---- Listed entries
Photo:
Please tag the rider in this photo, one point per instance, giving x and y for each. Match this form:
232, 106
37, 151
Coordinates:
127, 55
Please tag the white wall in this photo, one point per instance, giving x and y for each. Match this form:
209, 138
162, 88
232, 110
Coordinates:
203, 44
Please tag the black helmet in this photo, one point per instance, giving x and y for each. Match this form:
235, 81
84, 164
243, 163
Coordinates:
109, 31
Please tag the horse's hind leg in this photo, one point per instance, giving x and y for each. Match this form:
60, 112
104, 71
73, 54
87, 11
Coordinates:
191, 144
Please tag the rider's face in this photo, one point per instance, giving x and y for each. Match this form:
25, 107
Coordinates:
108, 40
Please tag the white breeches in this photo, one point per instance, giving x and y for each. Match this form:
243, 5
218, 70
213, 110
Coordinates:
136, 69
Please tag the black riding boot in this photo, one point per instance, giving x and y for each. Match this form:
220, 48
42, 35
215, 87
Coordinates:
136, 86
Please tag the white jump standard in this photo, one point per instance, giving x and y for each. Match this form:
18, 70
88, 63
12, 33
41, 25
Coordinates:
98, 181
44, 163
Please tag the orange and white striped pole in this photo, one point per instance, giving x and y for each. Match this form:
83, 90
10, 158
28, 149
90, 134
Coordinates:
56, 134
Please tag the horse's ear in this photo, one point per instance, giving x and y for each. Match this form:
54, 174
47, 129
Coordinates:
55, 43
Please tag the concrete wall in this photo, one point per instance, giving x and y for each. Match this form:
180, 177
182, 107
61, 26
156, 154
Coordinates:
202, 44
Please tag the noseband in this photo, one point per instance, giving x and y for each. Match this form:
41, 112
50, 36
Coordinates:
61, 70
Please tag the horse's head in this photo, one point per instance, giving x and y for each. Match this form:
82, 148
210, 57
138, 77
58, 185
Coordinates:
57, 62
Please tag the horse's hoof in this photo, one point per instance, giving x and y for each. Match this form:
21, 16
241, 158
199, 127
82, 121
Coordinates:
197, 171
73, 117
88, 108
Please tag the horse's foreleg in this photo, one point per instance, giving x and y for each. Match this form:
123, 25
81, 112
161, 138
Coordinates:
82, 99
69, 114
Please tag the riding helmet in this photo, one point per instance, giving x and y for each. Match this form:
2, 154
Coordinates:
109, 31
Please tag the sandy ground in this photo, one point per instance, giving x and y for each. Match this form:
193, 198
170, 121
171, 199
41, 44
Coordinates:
--------
* **Instructions for the task**
Reproduce the final stretch of the data above: every line from the one holding "Please tag the black riding" through the end, inclusive, exactly as written and nothing else.

* **Task result**
Please tag the black riding boot in this photo, one point per instance, giving x and y for each. Match this form:
220, 48
42, 35
215, 87
Coordinates:
136, 86
Please tag the white jump standard in this photo, one point per instance, giving x and y for each. Match this form:
18, 70
88, 63
12, 33
41, 25
Coordinates:
98, 181
44, 163
Please tag the orange and white striped pole in this photo, one point per instance, giving x and y for each. Match this form:
83, 90
10, 158
28, 149
90, 134
Coordinates:
56, 134
Please tag the horse's ear in this photo, one point per instance, giving x and y for each. Match this form:
54, 174
47, 129
Coordinates:
55, 43
Please tag the concrete wall in this photo, one point per instance, giving x and y for each. Match this form:
180, 177
182, 107
61, 26
156, 154
Coordinates:
202, 44
Please tag the noseband in this photo, one point per instance, giving x and y for each. Match this form:
41, 112
50, 36
Coordinates:
61, 70
Please tag the horse's head in this photo, one point per instance, giving x and y for each. Match this form:
82, 148
210, 57
138, 77
58, 185
Coordinates:
57, 62
Please tag the horse's hoof in this photo, one point per instance, giving x and y for each. Match this form:
21, 16
241, 158
199, 127
82, 121
Coordinates:
197, 171
73, 117
88, 108
Please tag the horse's foreleg in this photo, one point per instance, giving x and y for each. Match this form:
123, 25
81, 112
161, 138
Coordinates:
82, 99
69, 114
Please tag the riding helmet in this photo, one point per instance, giving x and y for each. Match this form:
2, 154
Coordinates:
109, 31
Please tag the sandy ground in this photo, one point per instance, giving x and y for each. Match this form:
193, 198
170, 121
171, 199
41, 44
Coordinates:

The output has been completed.